Extracted text -
BEGIN
The Wise Foundation is the charitable foundation of the Wise Family.
The foundation creates economic solutions to social problems, believing that business people applying business principles to these problems can provide powerful solutions.
Since 1983 the Wise family has initiated, developed and operated many social projects with the purpose of strengthening communities.
Inspired by Dame Anita Roddick, founder of The Body Shop (which the Wise family brought to Australia in 1983 and sold to The Body Shop International in 2015) we have strived to apply the principles we hold to all the activities we undertake and businesses we operate.
We believe that business is about more than economic success. A great business should also balance the needs of the stakeholders as well as create positive social and environmental change. These three key responsibilities form the business principles by which we operate the Wise Foundation.
Our focus for social projects has been in our immediate environment in Australia and our close neighbours in the South Pacific and East Timor.
The Wise Foundation sent seven individuals to Samoa to run the training scheme alongside Women In Business Development Incorporated (WIBDI). The scheme provided Samoan youth who wanted to enter the customer service or hospitality industries with the necessary skills to help them secure long-term employment.
In partnership with Women in Business, the Wise Foundation has been able to come in contact with some of the unemployed youth of Samoa who have the drive and enthusiasm to gain employment.
END
(Image point grounding data)
BEGIN
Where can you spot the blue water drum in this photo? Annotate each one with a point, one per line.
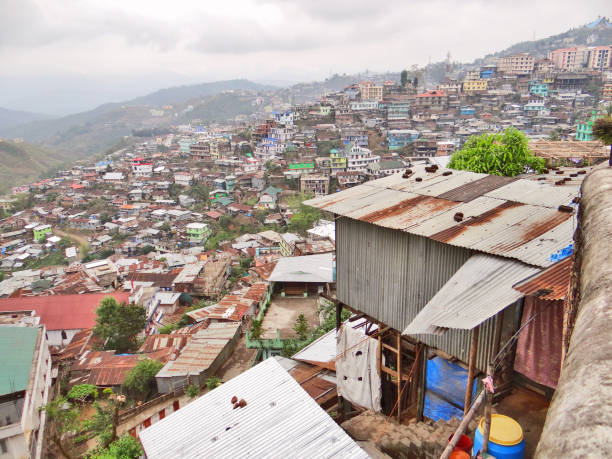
(505, 440)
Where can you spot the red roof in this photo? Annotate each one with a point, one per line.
(432, 93)
(62, 312)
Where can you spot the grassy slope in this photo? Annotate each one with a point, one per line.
(22, 162)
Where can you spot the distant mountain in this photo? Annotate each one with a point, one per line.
END
Problem set -
(1) Answer these questions from the Wise Foundation text, one line each:
(a) In what year did the Wise family bring The Body Shop to Australia?
(b) How many individuals did the foundation send to Samoa?
(c) Which organization ran the training scheme in Samoa alongside them?
(2) Rewrite the paragraph of the Wise Foundation text that begins "We believe that business is about more than economic success" as a short list of its main points.
(3) Using the Wise Foundation text, explain in one to three sentences why the foundation creates economic solutions to social problems.

List of solutions -
(1)
(a) 1983
(b) Seven
(c) Women In Business Development Incorporated (WIBDI)

(2)
- Business is about more than economic success.
- A great business balances the needs of its stakeholders.
- It also creates positive social and environmental change.
- Economic success, stakeholder needs, and social and environmental change are the three key responsibilities behind the principles that run the Wise Foundation.

(3) The foundation believes that business people who apply business principles to social problems can provide powerful solutions.